(Location identification entries)

○ ○ ○ ○ ○

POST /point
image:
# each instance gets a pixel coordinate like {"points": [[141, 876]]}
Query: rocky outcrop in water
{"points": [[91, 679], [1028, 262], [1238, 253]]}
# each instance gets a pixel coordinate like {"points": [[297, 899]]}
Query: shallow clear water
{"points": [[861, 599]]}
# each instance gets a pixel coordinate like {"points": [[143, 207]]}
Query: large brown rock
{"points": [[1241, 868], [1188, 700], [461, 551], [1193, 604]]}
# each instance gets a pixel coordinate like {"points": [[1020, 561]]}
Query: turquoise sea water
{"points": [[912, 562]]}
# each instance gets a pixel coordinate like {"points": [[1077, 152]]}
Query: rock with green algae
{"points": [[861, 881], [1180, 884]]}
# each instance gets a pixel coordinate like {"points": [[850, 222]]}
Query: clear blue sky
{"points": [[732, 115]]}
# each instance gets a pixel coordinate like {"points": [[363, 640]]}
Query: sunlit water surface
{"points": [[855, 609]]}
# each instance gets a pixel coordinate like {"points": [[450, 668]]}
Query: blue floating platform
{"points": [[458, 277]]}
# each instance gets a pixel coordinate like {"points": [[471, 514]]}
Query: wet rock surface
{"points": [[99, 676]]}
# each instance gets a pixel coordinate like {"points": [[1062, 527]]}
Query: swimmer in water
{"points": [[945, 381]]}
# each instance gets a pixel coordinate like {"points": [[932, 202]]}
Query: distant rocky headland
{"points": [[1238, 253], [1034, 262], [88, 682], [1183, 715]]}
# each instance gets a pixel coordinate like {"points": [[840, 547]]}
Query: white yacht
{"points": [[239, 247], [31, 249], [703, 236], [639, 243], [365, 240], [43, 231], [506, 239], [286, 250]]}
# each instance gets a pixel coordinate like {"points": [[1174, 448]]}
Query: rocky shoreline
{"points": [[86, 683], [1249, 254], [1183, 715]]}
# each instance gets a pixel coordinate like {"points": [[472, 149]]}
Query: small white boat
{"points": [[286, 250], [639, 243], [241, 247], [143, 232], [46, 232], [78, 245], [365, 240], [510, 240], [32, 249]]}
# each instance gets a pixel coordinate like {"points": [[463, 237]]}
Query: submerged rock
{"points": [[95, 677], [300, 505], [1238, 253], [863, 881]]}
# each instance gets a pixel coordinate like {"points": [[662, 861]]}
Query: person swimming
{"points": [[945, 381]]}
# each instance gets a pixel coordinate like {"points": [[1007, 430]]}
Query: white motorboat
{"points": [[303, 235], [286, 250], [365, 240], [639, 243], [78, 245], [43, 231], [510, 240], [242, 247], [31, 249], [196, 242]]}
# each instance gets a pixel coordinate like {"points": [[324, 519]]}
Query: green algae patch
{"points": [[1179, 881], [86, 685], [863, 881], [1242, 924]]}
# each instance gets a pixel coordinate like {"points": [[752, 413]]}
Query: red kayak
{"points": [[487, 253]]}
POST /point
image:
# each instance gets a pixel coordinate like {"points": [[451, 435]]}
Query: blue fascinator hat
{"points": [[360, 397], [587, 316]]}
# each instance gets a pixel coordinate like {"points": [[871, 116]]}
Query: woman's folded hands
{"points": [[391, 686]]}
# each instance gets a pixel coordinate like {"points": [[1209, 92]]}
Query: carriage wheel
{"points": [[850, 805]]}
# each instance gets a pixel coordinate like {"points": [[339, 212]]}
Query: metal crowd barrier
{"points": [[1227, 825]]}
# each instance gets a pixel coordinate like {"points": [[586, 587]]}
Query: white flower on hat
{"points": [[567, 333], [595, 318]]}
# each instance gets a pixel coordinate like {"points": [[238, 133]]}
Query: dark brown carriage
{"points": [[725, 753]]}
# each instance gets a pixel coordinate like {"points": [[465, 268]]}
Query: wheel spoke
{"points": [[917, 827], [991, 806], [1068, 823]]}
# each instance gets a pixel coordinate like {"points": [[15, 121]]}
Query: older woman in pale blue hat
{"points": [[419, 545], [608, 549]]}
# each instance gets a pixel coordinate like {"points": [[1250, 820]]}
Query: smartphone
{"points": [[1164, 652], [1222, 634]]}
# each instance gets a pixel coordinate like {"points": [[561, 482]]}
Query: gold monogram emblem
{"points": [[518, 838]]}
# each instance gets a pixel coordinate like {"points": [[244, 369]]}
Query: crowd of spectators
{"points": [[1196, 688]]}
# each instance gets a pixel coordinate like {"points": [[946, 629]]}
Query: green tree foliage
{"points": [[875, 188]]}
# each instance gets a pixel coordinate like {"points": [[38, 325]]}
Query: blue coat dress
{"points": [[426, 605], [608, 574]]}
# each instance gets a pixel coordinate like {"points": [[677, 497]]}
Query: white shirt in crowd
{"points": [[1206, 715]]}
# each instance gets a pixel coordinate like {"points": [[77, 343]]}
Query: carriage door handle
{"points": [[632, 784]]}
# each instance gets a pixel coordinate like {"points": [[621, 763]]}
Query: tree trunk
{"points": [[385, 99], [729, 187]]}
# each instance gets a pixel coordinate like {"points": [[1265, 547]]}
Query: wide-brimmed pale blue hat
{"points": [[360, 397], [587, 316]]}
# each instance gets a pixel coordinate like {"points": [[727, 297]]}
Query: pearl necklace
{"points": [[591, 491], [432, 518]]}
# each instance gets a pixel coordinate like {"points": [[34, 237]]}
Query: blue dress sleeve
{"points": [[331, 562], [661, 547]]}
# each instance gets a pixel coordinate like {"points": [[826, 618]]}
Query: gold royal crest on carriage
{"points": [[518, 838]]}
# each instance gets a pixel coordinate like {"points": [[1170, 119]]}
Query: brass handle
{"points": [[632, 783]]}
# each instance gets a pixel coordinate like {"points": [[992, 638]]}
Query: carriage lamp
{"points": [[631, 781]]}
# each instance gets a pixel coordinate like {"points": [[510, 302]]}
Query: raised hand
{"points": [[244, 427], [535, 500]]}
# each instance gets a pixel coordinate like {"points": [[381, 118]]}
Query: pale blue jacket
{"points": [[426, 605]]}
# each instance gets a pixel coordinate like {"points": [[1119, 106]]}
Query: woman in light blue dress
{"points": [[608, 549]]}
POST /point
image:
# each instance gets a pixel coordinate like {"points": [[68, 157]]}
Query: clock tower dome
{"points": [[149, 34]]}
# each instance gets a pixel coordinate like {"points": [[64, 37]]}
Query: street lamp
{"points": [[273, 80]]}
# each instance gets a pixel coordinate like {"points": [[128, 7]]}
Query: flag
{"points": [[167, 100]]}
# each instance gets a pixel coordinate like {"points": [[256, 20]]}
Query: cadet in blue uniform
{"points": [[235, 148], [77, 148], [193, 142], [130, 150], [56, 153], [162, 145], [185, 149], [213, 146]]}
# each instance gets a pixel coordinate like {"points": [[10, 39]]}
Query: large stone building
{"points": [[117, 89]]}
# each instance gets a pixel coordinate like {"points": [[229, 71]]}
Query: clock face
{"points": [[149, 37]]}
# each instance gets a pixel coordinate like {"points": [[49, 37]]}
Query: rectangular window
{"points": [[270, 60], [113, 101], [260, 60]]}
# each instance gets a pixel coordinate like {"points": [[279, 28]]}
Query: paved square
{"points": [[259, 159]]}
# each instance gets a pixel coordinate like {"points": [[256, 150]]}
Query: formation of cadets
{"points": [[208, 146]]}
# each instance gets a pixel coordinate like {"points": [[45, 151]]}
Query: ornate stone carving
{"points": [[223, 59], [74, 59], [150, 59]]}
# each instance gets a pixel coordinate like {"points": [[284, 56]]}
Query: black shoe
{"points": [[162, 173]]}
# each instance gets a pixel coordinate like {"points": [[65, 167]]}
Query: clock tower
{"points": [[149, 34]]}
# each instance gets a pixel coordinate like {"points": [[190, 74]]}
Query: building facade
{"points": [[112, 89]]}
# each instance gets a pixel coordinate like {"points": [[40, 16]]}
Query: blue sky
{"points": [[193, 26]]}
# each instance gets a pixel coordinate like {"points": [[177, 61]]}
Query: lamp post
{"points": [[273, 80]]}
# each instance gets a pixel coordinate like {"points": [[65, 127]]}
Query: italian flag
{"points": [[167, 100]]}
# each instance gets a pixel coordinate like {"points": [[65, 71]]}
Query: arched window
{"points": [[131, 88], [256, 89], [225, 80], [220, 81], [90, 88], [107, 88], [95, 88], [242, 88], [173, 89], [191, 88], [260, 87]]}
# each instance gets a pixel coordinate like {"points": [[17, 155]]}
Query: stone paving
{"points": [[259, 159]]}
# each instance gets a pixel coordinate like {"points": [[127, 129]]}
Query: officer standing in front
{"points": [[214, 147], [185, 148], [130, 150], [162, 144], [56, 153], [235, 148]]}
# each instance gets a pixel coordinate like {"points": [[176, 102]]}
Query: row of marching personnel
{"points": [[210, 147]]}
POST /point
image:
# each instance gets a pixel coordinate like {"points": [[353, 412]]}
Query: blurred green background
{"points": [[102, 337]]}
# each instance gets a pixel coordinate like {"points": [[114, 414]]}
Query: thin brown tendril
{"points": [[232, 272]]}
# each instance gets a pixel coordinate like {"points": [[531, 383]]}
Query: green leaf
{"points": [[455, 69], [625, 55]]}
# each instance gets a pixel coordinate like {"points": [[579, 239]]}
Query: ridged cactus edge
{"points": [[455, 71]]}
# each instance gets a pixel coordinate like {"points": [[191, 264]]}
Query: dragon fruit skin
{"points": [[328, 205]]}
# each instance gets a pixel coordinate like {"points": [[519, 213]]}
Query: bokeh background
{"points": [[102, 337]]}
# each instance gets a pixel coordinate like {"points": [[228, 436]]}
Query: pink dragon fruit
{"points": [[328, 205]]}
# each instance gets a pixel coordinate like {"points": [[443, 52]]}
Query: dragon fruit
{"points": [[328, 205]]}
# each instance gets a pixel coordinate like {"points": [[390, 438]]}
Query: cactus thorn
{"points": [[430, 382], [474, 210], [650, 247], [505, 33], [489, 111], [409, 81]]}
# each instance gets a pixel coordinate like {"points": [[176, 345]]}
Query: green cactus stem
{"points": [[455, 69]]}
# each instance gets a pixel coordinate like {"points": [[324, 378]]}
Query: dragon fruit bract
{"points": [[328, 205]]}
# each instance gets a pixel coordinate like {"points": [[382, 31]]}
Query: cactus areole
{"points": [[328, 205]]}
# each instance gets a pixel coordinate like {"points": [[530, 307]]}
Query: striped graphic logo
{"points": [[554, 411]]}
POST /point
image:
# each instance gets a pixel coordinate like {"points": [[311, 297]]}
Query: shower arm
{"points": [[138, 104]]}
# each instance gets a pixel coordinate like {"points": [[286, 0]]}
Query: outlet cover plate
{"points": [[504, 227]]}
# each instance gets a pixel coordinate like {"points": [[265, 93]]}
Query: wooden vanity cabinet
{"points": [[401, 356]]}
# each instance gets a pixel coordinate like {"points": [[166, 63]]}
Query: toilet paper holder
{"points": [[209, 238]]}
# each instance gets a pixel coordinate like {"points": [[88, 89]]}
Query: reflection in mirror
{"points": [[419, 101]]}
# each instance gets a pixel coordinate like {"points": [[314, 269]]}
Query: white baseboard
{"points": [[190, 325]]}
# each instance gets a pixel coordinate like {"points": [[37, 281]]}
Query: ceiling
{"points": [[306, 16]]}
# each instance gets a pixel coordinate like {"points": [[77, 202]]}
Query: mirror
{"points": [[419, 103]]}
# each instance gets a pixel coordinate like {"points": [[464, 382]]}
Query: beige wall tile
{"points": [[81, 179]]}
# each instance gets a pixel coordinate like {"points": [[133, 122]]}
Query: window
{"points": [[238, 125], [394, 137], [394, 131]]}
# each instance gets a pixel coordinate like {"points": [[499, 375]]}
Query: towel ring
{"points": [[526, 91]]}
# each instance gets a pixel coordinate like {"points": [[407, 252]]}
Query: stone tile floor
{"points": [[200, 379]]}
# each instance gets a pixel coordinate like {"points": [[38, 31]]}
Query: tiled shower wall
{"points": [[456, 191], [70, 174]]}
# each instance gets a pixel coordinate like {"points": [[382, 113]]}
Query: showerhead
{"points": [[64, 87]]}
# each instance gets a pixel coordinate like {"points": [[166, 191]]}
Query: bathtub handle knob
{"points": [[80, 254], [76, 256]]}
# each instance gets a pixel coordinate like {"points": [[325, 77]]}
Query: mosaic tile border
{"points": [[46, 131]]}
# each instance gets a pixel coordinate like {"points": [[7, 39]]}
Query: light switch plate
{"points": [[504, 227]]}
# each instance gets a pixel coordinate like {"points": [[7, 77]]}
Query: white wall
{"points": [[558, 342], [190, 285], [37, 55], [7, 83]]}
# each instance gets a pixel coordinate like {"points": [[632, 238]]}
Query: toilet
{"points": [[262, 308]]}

○ ○ ○ ○ ○

* _STATED EXERCISE_
Please return every line of the items above that contains the word "light".

* _EXERCISE RESULT_
Query: woman in light blue dress
Query: light switch plate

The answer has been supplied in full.